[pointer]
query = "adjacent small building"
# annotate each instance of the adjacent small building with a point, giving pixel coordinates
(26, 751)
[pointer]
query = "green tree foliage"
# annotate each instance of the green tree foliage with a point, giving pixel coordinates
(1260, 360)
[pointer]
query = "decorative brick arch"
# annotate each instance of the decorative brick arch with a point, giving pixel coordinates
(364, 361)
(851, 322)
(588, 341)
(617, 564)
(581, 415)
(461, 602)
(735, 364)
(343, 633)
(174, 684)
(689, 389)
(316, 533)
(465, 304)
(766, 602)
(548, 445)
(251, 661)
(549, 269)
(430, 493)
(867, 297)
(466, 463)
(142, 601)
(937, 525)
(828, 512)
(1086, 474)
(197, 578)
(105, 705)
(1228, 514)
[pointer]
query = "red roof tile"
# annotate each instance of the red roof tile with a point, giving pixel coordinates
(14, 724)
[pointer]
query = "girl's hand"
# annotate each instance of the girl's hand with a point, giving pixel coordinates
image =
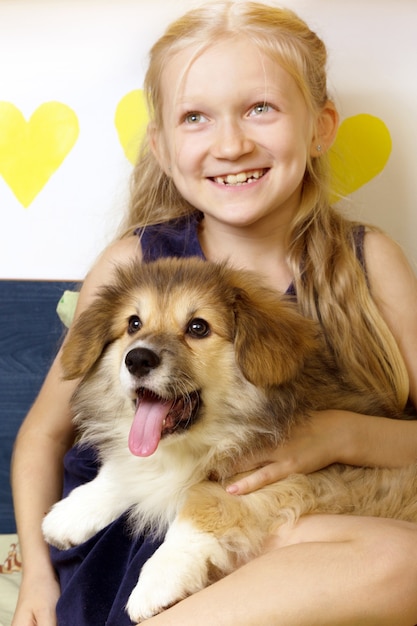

■ ■ ■

Copy out all of the lines above word for word, leaving out the pictures.

[pointer]
query = "adjacent small building"
# annotate each instance of the adjacent small building with a point, giving pixel coordinates
(26, 751)
[pointer]
query = "green tree foliage"
# annotate each instance of the green tree foliage with a point, giving pixel coordinates
(1260, 360)
[pointer]
query = "decorative brick arch"
# annotate each instance of the decorative brick arch with a point, giving pixel coordinates
(364, 361)
(851, 322)
(588, 341)
(617, 564)
(581, 415)
(461, 602)
(735, 364)
(343, 633)
(174, 684)
(689, 389)
(316, 533)
(465, 304)
(766, 602)
(548, 445)
(251, 661)
(549, 269)
(430, 493)
(867, 297)
(466, 463)
(142, 601)
(937, 525)
(828, 512)
(1086, 474)
(197, 578)
(105, 705)
(1228, 514)
[pointer]
query = "red roof tile"
# annotate each instance of the red roof tile with a point, giving pixel coordinates
(14, 724)
[pointer]
query = "girl's hand"
# annotate each instance of the girl's hand with a point, giving pixel coordinates
image =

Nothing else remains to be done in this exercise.